◆ TASK BRIEF
Reproduce, word for word, the material below from the line containing "woman's lips, which" through its final line.

◆ ROWS

* * * *

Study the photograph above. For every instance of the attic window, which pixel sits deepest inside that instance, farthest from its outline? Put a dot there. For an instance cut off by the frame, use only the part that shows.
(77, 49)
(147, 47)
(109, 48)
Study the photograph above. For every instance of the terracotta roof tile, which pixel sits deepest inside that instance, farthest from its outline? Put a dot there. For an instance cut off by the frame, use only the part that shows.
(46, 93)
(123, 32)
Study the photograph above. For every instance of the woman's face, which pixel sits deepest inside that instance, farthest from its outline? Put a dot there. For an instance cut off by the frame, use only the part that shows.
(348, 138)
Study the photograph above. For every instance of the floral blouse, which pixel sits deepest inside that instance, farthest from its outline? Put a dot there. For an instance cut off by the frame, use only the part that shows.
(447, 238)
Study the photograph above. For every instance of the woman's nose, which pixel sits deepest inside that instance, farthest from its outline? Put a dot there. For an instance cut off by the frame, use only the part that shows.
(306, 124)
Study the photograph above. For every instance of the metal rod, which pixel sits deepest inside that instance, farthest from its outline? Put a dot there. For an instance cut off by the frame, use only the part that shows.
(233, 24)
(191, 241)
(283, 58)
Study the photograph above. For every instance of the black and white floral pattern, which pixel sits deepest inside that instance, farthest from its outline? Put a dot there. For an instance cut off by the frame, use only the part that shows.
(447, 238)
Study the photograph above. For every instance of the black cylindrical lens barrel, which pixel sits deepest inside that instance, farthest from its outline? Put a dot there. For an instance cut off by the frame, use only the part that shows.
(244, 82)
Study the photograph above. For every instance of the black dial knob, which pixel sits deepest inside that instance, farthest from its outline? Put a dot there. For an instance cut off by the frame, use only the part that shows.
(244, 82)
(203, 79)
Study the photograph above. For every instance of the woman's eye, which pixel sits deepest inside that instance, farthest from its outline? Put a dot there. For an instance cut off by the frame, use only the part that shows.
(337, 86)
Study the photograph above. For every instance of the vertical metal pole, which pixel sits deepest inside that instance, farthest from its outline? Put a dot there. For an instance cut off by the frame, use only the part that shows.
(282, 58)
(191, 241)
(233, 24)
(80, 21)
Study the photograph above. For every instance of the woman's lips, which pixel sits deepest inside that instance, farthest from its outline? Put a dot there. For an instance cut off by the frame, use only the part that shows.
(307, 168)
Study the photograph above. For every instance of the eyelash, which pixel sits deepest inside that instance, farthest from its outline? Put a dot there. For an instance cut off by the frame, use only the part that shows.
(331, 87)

* * * *

◆ WORKED SOLUTION
Study the photograph above. For every instance of the woman's lips, which pixel sits deepest inside that instance, farthest from its outline? Put a dot there. For an instance cut off by the frame, use only the part that shows.
(307, 168)
Study the photograph above. For every instance of the eyelash, which pixel sits deepest inside that instance, farthest from its outline? Put a dot there. For an instance cut off by the frame, use only the part that shows.
(331, 87)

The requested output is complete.